#### Your goal
Count the lines in the material below that contain the string "writing", treating uppercase and lowercase as different, and give only the number.

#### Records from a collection
-------------------------

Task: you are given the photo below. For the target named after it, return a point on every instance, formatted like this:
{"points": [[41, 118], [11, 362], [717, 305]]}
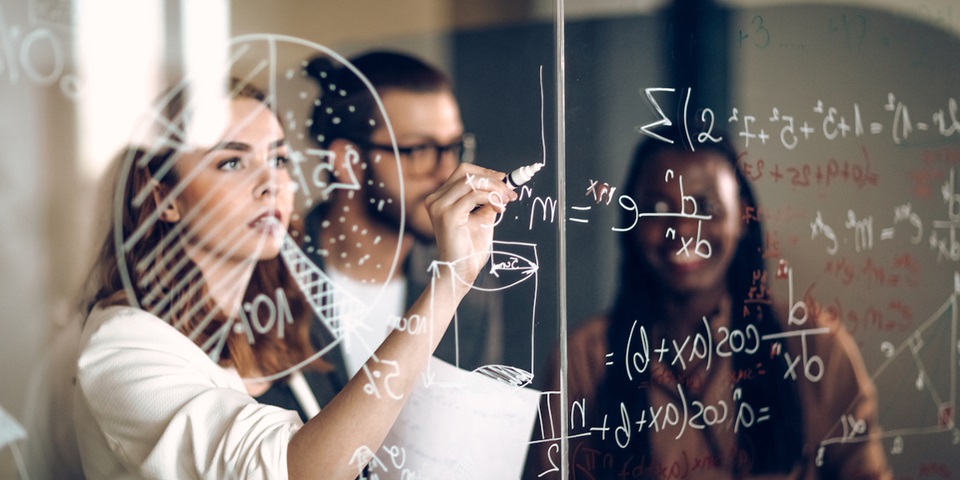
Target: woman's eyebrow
{"points": [[229, 145]]}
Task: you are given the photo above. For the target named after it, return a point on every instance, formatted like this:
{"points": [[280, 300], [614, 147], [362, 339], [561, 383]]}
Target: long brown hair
{"points": [[141, 262]]}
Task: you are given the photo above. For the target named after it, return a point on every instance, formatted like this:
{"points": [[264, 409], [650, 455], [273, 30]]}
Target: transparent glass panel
{"points": [[365, 139], [806, 330], [772, 291]]}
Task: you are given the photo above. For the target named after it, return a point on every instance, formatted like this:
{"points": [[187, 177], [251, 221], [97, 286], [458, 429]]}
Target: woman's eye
{"points": [[229, 164]]}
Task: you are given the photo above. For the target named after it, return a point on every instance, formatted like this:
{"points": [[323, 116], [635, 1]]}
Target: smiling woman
{"points": [[173, 329]]}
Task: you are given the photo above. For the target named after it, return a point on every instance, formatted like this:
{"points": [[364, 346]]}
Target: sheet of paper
{"points": [[459, 424]]}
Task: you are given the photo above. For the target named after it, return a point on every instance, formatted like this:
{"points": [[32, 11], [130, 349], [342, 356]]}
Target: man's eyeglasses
{"points": [[425, 158]]}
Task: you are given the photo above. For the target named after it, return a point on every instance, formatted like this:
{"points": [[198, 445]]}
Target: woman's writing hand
{"points": [[463, 211]]}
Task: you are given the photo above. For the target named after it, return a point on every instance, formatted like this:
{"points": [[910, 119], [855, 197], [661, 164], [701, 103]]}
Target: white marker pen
{"points": [[522, 175]]}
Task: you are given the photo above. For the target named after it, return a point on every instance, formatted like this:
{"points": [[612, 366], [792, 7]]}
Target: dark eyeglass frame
{"points": [[464, 147]]}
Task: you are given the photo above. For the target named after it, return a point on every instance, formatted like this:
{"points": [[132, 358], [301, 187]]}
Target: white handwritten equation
{"points": [[789, 129]]}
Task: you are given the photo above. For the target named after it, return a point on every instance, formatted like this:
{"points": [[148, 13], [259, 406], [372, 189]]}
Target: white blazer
{"points": [[151, 404]]}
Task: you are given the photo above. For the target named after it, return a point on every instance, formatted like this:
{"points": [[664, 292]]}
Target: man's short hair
{"points": [[344, 107]]}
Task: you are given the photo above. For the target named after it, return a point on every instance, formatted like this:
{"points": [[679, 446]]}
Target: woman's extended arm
{"points": [[334, 443]]}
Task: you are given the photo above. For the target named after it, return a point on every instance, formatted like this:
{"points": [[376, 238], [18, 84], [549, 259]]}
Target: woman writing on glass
{"points": [[199, 216]]}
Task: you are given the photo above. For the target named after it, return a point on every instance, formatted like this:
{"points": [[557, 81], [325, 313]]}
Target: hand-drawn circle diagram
{"points": [[156, 252]]}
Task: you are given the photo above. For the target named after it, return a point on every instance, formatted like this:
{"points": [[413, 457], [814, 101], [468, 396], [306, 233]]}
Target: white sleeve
{"points": [[165, 410]]}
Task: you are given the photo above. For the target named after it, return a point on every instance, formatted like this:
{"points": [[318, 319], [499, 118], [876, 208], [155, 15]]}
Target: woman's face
{"points": [[689, 245], [236, 194]]}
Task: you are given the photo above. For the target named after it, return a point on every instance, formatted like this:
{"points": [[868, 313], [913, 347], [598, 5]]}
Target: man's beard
{"points": [[389, 213]]}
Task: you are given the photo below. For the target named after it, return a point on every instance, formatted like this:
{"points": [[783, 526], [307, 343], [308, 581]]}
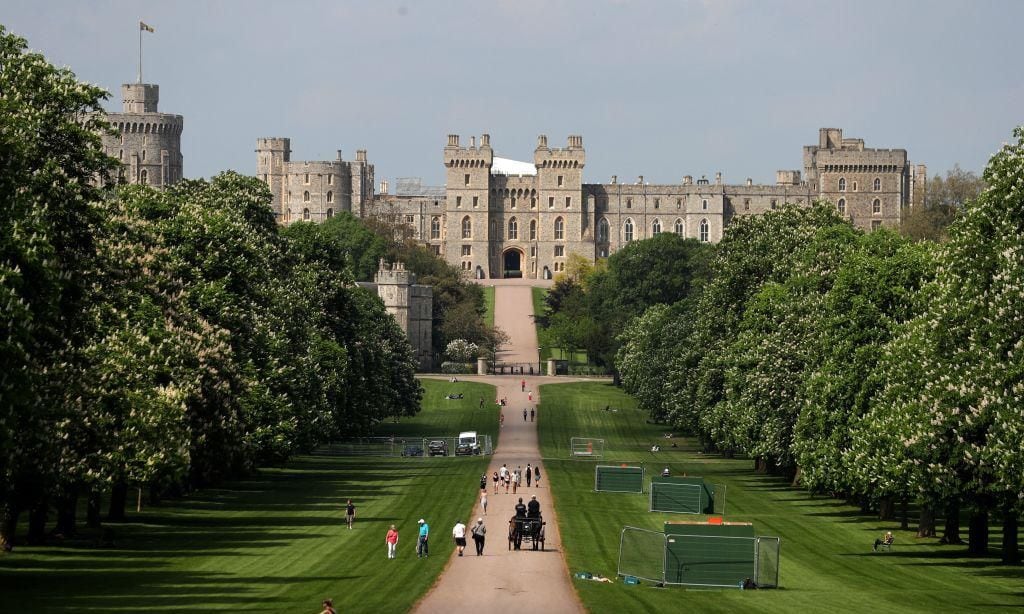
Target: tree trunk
{"points": [[37, 523], [926, 523], [886, 509], [950, 532], [119, 496], [1011, 552], [8, 524], [67, 509], [92, 510], [978, 536]]}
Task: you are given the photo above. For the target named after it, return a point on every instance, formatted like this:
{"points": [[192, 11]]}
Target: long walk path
{"points": [[501, 580]]}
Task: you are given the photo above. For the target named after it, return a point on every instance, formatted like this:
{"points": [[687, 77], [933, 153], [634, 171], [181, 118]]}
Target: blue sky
{"points": [[662, 89]]}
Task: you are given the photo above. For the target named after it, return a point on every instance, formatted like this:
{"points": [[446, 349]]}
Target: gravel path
{"points": [[504, 580]]}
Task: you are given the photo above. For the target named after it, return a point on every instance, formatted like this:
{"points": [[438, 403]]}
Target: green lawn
{"points": [[488, 305], [826, 560], [275, 542]]}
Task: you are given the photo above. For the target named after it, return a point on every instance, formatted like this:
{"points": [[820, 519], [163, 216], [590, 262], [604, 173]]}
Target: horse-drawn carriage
{"points": [[528, 529]]}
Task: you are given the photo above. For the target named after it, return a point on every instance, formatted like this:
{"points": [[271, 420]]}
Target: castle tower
{"points": [[272, 156], [147, 142], [469, 226]]}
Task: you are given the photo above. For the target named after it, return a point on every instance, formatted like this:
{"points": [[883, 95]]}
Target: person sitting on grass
{"points": [[886, 540]]}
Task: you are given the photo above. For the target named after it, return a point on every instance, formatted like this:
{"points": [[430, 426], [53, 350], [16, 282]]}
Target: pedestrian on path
{"points": [[422, 547], [391, 539], [349, 513], [459, 533], [479, 534]]}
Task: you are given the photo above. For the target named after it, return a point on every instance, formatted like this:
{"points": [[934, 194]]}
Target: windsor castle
{"points": [[498, 217]]}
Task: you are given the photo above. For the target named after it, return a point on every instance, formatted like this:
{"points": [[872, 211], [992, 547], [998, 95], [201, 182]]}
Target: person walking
{"points": [[479, 534], [391, 539], [459, 533], [422, 546]]}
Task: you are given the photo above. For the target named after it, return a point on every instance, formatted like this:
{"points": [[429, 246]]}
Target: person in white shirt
{"points": [[459, 532]]}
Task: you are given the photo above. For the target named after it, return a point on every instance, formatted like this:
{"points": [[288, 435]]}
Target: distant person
{"points": [[391, 539], [349, 513], [422, 546], [479, 534], [328, 606], [459, 534]]}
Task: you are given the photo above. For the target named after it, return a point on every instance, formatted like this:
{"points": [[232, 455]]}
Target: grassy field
{"points": [[826, 560], [275, 542], [488, 305]]}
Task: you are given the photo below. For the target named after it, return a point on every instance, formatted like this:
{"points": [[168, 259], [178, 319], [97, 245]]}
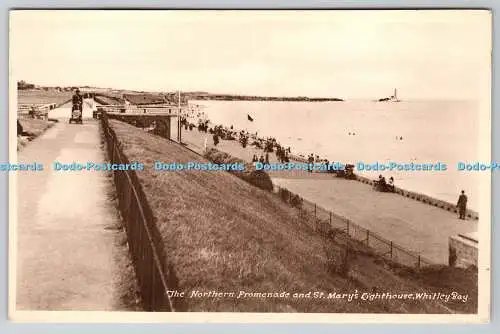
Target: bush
{"points": [[255, 177]]}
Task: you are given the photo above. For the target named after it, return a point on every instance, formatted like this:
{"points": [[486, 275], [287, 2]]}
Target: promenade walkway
{"points": [[414, 225], [71, 253]]}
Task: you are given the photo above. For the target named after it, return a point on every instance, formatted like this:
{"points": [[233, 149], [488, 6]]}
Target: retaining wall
{"points": [[463, 251]]}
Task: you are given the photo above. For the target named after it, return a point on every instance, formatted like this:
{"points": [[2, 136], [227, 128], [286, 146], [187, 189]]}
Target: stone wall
{"points": [[463, 251]]}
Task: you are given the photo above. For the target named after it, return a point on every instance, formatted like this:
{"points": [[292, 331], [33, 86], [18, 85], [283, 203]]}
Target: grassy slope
{"points": [[222, 234], [42, 97]]}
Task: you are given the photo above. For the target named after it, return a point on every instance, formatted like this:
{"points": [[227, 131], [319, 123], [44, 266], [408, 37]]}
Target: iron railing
{"points": [[324, 221], [155, 277]]}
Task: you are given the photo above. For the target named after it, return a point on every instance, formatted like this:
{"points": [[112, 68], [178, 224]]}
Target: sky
{"points": [[346, 54]]}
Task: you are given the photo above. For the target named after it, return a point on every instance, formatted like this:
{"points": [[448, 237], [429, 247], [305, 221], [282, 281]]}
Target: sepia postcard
{"points": [[250, 166]]}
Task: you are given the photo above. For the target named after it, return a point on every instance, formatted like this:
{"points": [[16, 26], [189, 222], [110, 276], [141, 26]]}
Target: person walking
{"points": [[462, 205]]}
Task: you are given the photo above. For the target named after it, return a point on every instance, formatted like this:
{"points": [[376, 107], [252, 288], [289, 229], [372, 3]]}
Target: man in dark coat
{"points": [[462, 205]]}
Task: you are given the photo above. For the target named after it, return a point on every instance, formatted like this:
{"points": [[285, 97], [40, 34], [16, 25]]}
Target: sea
{"points": [[369, 132]]}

-------------------------

#### The result
2